Items listed in a dataset

########

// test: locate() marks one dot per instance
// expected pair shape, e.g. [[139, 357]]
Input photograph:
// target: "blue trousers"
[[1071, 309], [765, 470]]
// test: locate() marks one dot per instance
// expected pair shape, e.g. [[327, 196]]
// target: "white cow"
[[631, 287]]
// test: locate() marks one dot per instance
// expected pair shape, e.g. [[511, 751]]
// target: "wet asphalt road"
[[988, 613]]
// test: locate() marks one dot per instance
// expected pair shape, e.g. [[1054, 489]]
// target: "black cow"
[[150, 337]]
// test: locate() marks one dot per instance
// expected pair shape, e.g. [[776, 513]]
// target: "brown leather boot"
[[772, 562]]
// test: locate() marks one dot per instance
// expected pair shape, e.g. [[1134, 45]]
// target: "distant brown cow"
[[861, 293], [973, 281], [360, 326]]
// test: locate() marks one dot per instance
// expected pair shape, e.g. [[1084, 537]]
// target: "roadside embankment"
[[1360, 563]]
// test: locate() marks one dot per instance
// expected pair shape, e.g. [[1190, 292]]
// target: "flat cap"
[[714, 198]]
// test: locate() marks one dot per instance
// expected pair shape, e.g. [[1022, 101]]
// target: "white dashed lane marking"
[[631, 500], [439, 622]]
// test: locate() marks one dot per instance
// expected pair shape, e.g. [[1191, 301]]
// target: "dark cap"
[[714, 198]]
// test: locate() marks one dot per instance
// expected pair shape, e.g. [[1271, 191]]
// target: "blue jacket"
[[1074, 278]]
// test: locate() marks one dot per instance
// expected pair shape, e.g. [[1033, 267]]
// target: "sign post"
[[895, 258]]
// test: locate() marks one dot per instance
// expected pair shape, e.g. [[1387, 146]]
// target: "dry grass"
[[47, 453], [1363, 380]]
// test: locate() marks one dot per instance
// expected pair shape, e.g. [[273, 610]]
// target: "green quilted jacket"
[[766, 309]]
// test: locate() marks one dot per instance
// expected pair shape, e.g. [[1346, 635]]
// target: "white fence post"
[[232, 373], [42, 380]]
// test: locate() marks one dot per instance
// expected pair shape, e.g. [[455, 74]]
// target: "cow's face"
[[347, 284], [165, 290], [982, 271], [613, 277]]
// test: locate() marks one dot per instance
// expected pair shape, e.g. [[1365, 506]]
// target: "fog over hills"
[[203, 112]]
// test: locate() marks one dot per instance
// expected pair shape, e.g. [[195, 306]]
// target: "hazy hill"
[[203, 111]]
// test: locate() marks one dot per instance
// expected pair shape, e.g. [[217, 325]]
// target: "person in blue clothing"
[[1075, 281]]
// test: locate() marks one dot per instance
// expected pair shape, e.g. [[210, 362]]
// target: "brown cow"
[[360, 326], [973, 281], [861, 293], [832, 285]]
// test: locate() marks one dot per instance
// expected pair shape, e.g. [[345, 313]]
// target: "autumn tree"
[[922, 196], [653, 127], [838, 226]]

########

§ CHALLENGE:
Copy the lines above word for word, beginning at the very start and going down through the line that contains "[[988, 613]]".

§ THE COMPLETED TASK:
// test: locate() marks one dot per instance
// expected pair shape, e.g. [[139, 357]]
Input photograph:
// target: "blue trousers"
[[1071, 309], [765, 470]]
// test: locate() marks one dot per instance
// expected pair shape, e.g. [[327, 196]]
// target: "white cow"
[[631, 287]]
// test: locate() marks one dot per instance
// expected pair shape, e.g. [[511, 751]]
// target: "wet asphalt road"
[[988, 613]]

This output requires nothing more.